Ketiga, semakin diteguhkan dalam iman (ay. 7b). Setelah kita hidup di dalam Kristus dan tentunya berakar dan dibangun di dalam-Nya melalui Alkitab, maka Paulus mengingatkan kita bahwa kita perlu semakin diteguhkan di dalam iman. Di ayat 7b ini, kembali, Paulus tetap menggunakan bentuk pasif, yaitu BUKAN kita yang semakin berteguh imannya, tetapi iman kita yang diteguhkan. Siapa yang meneguhkan iman kita? Tentu Roh Kudus yang akan meneguhkan iman kita di dalam Kristus. Di sini kita melihat kesinambungannya. Kita bukan hanya makin mengerti Alkitab, tetapi kita juga dimampukan oleh Roh Kudus untuk berdiri teguh di dalam iman di dalam Kristus. Ada unsur pengetahuan doktrinal yang ketat, tajam, dan luas, namun juga ada unsur keteguhan iman yang kokoh. Beberapa orang Kristen bahkan pemimpin gereja menyelidiki Alkitab sampai tingkat doktoral, namun hati dan imannya kering, karena penyelidikan Alkitab yang dilakukannya hanya untuk memenuhi pikirannya saja. Paulus mengingatkan kita agar iman kita juga diteguhkan di dalam Kristus, sehingga antara rasio dan hati bekerja simultan. Makin belajar Alkitab, makin melihat keagungan, keindahan, kekonsistenan, kejujuran, dan kekokohan berita Alkitab melampaui semua agama, filsafat, tradisi, kebudayaan, sains, dan ilmu lainnya. Orang Kristen yang dengan mudahnya meninggalkan iman Kristennya hanya demi jabatan di kantor/perusahaan atau demi pasangan hidupnya sebenarnya merupakan orang Kristen yang belum mengerti keagungan dan kedahsyatan kuasa Injil Kristus. Bersyukurlah jika Anda hari ini masih beriman Kristen, karena Roh Kudus yang menguatkan iman Anda kepada Kristus.

Keempat, hidup bersyukur (ay. 7c). Orang Kristen tidak hanya dituntut untuk belajar firman Tuhan secara ketat dan bertanggungjawab, namun juga harus bersyukur. Di ayat ini, Paulus mengingatkan kita untuk bersyukur atas anugerah-Nya. Di 1 Tesalonika 5:18, Paulus juga menasihati jemaat Tesalonika untuk mengucap syukur dalam segala hal. Mengapa kita harus bersyukur? Dengan bersyukur: kita menyadari bahwa segala sesuatu yang terjadi dalam kehidupan kita bukanlah karena kehebatan kita, namun karena anugerah-Nya saja dan juga kita semakin terus bergantung pada kemurahan anugerah-Nya yang berdaulat yang memimpin hidup kita.

▶ **Daftar Tugas**:
1. Menurut kutipan renungan, siapa yang meneguhkan iman kita di dalam Kristus?
2. Tolong lanjutkan kutipan renungan itu setelah kalimat terakhirnya.
Data di bawah ini tidak berperan sama sekali di sini.

▶ **Data Tercatat**:
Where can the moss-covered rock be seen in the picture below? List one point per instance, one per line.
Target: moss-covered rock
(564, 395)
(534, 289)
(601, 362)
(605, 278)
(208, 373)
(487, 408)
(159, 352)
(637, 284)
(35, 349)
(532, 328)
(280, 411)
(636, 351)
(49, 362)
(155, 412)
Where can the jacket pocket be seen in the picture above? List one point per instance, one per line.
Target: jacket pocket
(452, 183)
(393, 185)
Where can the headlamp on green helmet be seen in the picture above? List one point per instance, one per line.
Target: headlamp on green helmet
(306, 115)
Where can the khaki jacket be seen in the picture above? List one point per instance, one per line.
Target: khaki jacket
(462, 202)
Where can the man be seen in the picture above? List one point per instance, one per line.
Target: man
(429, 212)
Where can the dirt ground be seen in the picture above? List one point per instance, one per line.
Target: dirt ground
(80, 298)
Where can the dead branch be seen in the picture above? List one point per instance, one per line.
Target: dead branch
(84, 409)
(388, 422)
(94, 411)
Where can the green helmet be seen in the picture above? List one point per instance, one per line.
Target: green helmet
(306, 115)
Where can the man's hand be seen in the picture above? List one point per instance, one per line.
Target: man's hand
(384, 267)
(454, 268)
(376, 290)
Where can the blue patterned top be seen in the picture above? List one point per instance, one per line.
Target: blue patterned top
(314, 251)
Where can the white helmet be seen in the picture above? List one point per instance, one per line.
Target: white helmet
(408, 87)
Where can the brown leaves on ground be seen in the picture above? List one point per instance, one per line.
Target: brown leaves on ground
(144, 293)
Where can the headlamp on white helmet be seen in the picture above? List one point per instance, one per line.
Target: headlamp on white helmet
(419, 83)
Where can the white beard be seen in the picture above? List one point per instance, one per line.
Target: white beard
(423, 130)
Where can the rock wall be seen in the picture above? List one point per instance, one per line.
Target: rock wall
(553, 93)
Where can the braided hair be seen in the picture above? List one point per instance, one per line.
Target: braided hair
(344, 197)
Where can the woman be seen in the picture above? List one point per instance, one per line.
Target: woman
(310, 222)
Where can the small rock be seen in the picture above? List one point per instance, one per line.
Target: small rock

▶ **Jawaban per Tugas**:
1. Roh Kudus.

2.
Kelima, tidak ditipu oleh arus dunia (ay. 8). Setelah kita hidup di dalam Kristus, berakar di dalam-Nya, bertambah teguh di dalam iman kepada-Nya, bersyukur, maka di poin terakhir yaitu ayat 8 ini, Paulus mengingatkan kita agar kita tidak ditipu/disesatkan oleh arus dunia. Dengan kata lain, melalui ayat ini, Paulus mulai mengajak jemaat Kolose (dan kita juga) untuk berwaspada terhadap dunia sekitar (beserta filsafat di baliknya) di mana kita hidup dan tinggal. Apa saja yang ditawarkan oleh dunia? Menurut IVP Bible Background: New Testament, Paulus membagikannya ke dalam dua hal: filsafat dan ajaran turun-temurun (tradisi). Menurut konteks surat Kolose ini, jemaat di sana menghadapi beragam filsafat Yunani (menurut Albert Barnes di dalam tafsirannya Albert Barnes’ Notes on the Bible menyebutkan adanya filsafat Yunani: Gnostik) dan juga tradisi Yudaisme yang kental. Nah, menurut Paulus, baik filsafat maupun tradisi ini sama-sama berasal dari roh-roh dunia (yang jahat) yang tidak menurut Kristus. Dengan menyebut filsafat dan tradisi, sebenarnya Paulus hendak mengajar dua macam penekanan dalam hidup seseorang: rasio dan mistik. Orang Yunani (nantinya memengaruhi dunia Barat) menekankan pentingnya rasio dan orang Yahudi (nantinya memengaruhi dunia Timur) menekankan pentingnya tradisi atau kebudayaan (yang juga mengandung unsur-unsur mistik terselubung).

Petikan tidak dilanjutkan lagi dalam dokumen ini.